BEGIN Available records

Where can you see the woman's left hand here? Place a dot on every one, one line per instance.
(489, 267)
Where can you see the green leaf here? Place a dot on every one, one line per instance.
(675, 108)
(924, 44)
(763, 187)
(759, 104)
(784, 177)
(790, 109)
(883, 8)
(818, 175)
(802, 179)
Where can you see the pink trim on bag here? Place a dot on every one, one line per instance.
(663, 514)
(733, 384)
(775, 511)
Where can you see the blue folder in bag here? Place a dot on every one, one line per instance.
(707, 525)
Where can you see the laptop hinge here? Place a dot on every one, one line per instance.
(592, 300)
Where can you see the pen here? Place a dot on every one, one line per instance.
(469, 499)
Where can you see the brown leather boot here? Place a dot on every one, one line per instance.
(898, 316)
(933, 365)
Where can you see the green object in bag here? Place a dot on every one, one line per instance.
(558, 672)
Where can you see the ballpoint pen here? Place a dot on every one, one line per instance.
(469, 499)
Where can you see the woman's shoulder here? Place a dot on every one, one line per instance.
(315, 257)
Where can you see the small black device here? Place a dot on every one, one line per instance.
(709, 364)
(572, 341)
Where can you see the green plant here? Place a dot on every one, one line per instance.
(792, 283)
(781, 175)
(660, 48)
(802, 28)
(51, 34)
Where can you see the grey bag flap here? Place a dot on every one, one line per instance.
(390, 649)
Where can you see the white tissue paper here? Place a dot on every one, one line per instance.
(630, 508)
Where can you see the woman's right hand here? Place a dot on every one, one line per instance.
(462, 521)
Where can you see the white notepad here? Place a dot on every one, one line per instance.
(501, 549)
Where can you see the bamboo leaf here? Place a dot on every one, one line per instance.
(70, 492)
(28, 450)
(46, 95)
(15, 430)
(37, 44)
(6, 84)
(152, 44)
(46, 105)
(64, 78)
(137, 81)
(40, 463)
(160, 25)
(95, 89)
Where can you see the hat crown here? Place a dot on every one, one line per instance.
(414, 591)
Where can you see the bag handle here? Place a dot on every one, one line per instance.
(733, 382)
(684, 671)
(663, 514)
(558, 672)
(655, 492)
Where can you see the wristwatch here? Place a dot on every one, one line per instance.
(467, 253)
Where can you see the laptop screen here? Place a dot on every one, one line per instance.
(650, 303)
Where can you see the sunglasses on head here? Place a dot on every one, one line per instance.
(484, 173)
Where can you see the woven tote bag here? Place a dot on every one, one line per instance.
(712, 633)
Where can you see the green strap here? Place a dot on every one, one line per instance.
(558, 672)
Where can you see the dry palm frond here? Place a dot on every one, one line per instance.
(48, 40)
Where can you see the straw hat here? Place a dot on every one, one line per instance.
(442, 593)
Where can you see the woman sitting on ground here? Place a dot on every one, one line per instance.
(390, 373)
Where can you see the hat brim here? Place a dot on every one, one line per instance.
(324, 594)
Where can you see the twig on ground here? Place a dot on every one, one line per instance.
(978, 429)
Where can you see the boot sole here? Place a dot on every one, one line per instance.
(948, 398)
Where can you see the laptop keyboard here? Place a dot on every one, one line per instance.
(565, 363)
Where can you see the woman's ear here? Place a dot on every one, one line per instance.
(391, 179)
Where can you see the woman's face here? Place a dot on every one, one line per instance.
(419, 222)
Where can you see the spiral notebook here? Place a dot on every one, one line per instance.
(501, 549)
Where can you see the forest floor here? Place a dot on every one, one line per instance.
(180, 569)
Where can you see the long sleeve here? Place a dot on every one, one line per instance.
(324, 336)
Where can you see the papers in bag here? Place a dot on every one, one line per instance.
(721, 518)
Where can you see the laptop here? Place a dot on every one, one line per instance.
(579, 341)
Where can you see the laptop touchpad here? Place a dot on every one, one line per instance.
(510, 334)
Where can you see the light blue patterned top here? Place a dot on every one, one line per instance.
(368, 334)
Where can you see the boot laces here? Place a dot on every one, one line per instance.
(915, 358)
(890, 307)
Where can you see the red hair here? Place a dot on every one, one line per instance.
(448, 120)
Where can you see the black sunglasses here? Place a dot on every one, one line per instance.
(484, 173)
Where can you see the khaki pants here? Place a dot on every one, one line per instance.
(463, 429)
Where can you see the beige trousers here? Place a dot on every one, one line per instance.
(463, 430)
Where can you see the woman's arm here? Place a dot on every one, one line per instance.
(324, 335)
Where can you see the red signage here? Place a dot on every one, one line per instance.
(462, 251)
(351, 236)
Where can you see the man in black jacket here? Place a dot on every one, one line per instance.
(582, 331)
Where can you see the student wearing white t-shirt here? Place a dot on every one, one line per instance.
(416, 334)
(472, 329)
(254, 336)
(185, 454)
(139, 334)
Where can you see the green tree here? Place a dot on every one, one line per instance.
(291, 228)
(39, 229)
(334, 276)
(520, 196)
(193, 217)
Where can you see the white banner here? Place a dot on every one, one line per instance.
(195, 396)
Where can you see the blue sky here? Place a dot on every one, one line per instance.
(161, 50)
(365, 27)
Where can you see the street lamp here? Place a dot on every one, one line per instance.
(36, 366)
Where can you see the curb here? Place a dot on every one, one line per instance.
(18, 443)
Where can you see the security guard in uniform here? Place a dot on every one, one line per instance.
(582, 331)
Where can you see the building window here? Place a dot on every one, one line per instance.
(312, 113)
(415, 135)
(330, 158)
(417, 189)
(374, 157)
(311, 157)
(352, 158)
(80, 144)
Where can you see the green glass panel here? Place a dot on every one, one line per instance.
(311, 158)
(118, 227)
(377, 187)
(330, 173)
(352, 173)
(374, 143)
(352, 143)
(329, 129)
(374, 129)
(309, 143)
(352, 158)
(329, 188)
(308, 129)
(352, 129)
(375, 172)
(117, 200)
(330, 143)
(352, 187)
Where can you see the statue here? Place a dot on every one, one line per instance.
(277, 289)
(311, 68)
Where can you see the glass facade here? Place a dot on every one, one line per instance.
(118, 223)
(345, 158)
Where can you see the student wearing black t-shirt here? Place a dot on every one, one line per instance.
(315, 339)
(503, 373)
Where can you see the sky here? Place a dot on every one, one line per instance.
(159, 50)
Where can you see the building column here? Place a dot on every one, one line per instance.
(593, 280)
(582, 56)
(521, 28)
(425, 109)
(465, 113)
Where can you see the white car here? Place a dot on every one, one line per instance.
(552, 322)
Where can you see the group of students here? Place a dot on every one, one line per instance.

END Available records

The task
Make an exact copy of the records.

Task result
Where can you see the woman's left hand here? Place a dot on every one, one line per instance.
(489, 267)
Where can you see the green leaf here? Place a dot on every one, one line per instance.
(675, 108)
(924, 44)
(763, 187)
(759, 104)
(784, 177)
(790, 109)
(883, 8)
(818, 175)
(802, 179)
Where can you see the pink trim on bag here? Place a dot on every one, one line per instance.
(663, 514)
(733, 384)
(775, 511)
Where can you see the blue folder in bag here? Place a dot on every one, one line per instance.
(707, 525)
Where can you see the laptop hinge here? Place a dot on every one, one line per instance.
(592, 300)
Where can you see the pen here? Place a dot on every one, one line per instance.
(469, 499)
Where can you see the brown leather boot here? Place a dot on every one, one line per instance.
(898, 316)
(933, 365)
Where can you see the green object in bag here? Place a dot on every one, one line per instance.
(558, 672)
Where can you see the ballpoint pen here? Place a dot on every one, one line per instance.
(469, 499)
Where can you see the woman's shoulder here? Place a dot on every one, one line per instance.
(315, 257)
Where can you see the small black device here? Place a dot on every one, one line per instance.
(709, 364)
(572, 341)
Where can you see the green plant here? Place a dot on every one, one line per instance.
(792, 283)
(781, 175)
(660, 48)
(802, 28)
(51, 34)
Where can you see the grey bag flap here? Place a dot on every one, one line per instance.
(390, 649)
Where can you see the white tissue paper here? Place a dot on every one, one line per instance.
(630, 508)
Where can you see the woman's right hand here? Place a dot on every one, one line per instance.
(462, 521)
Where can you see the white notepad here? Place a dot on every one, one line per instance.
(501, 549)
Where can you see the bamboo leaf here? Place a dot on every one, one line per instance.
(70, 492)
(28, 450)
(46, 95)
(15, 430)
(37, 44)
(6, 84)
(152, 44)
(46, 105)
(64, 78)
(137, 81)
(40, 463)
(160, 25)
(95, 89)
Where can you see the hat crown here? Place a dot on every one, one line per instance.
(414, 591)
Where can you see the bag handle here? Place a dot on every one, one line per instance.
(733, 382)
(684, 671)
(663, 514)
(558, 672)
(655, 492)
Where can you see the wristwatch here? Place a dot on every one, one line per instance.
(467, 253)
Where can you see the laptop screen here? Place a dot on every one, one line per instance.
(650, 303)
Where can you see the sunglasses on head here? Place a dot on every one, one line per instance.
(484, 173)
Where can you see the woven tote bag here? Place a dot on every one, one line per instance.
(712, 633)
Where can you see the green strap here? Place a dot on every one, one line per instance.
(558, 672)
Where can you see the dry palm frond here? Place a dot on every one, one line per instance.
(48, 40)
Where can you see the straw hat here? Place a dot on every one, one line per instance.
(442, 593)
Where can you see the woman sitting on ground here? Place a dot on every one, one line per instance.
(390, 373)
Where can you see the hat brim here? Place a dot on every one, one line per instance.
(324, 594)
Where can you see the twig on ground here? Place a dot on every one, one line per instance.
(978, 429)
Where can you see the boot sole here? Place a dot on every one, one line per instance.
(948, 398)
Where can you see the laptop keyboard here? Place a dot on every one, one line per instance.
(565, 363)
Where can you see the woman's ear here? Place a dot on every one, one line per instance.
(391, 179)
Where can you see the woman's face here? Place a dot on every one, one line per instance.
(419, 222)
Where can you see the spiral notebook here? Place a dot on every one, one line per instance.
(501, 549)
Where can you see the forest floor here? Place a dot on every one, one line per instance.
(180, 569)
Where can you see the long sleeve here? Place a dot on every one, one line per instance.
(324, 336)
Where can you see the papers in bag here? Place a dot on every one, one line per instance.
(721, 518)
Where can you see the laptop here? Place a dot on every one, one line per instance.
(579, 341)
Where can you see the laptop touchpad here? Place a dot on every one, one line per instance.
(510, 334)
Where can you see the light blue patterned top here? Place a dot on every one, one line per instance.
(368, 334)
Where can you see the boot laces here? Place a dot on every one, one line per instance.
(915, 358)
(890, 307)
Where can you see the red hair here? Place a dot on every one, one line per instance.
(448, 120)
Where can you see the black sunglasses here? Place a dot on every one, one line per instance.
(484, 173)
Where can you see the khaki pants here? Place a dot on every one, one line per instance.
(463, 429)
Where can you see the beige trousers here? Place a dot on every one, one line per instance.
(463, 430)
Where can you see the woman's arm here? Place a dot on every one, one line per instance.
(324, 335)
Where can you see the red signage here? Place a dot on every one, one line per instance.
(462, 251)
(351, 236)
Where can you see the man in black jacket here? Place a dot on every one, one line per instance.
(582, 331)
Where can you see the student wearing white t-shirt here? Place a dot on every one, one line per instance.
(416, 334)
(472, 329)
(254, 336)
(185, 454)
(139, 334)
Where can you see the green tree here? Place a dot on every one, one line per instance.
(291, 228)
(39, 229)
(334, 276)
(520, 196)
(193, 217)
Where can you see the white banner here? Place a dot on every one, one line per instance.
(195, 396)
Where can you see the blue sky here? Place a dot on every one, one line per instance.
(161, 50)
(365, 27)
Where can you see the street lamp here? Place a dot on every one, one line per instance.
(36, 366)
Where can you see the curb here? Place a dot on every one, one line per instance.
(18, 443)
Where can you see the security guard in uniform here? Place a dot on every one, one line per instance.
(582, 331)
Where can you see the building window here? Place a dot on every one, one line per instance.
(312, 113)
(415, 135)
(330, 158)
(417, 189)
(374, 157)
(311, 157)
(352, 158)
(80, 144)
Where can you see the green glass panel here? Place a dot on every one, one line per instance.
(311, 158)
(118, 227)
(377, 187)
(330, 173)
(352, 173)
(374, 143)
(352, 143)
(329, 129)
(374, 129)
(309, 143)
(352, 158)
(329, 188)
(308, 129)
(352, 129)
(375, 172)
(117, 200)
(330, 143)
(352, 187)
Where can you see the statue here? Place a dot on every one, one line per instance.
(277, 289)
(311, 68)
Where can you see the glass facade here? Place a dot on every one, one line per instance.
(118, 223)
(345, 158)
Where can you see the student wearing black t-shirt here? Place a dot on every one, one line per instance.
(315, 339)
(503, 373)
Where can you see the sky here? Place a dot on every one, one line per instance.
(159, 50)
Where can you see the building column here? Place a dot on every one, one line per instance.
(593, 280)
(582, 56)
(521, 28)
(425, 109)
(465, 113)
Where can you see the white car here? Place a dot on every one, one line per instance.
(552, 322)
Where can you see the group of students here? Place a dot on every one, one line per instance.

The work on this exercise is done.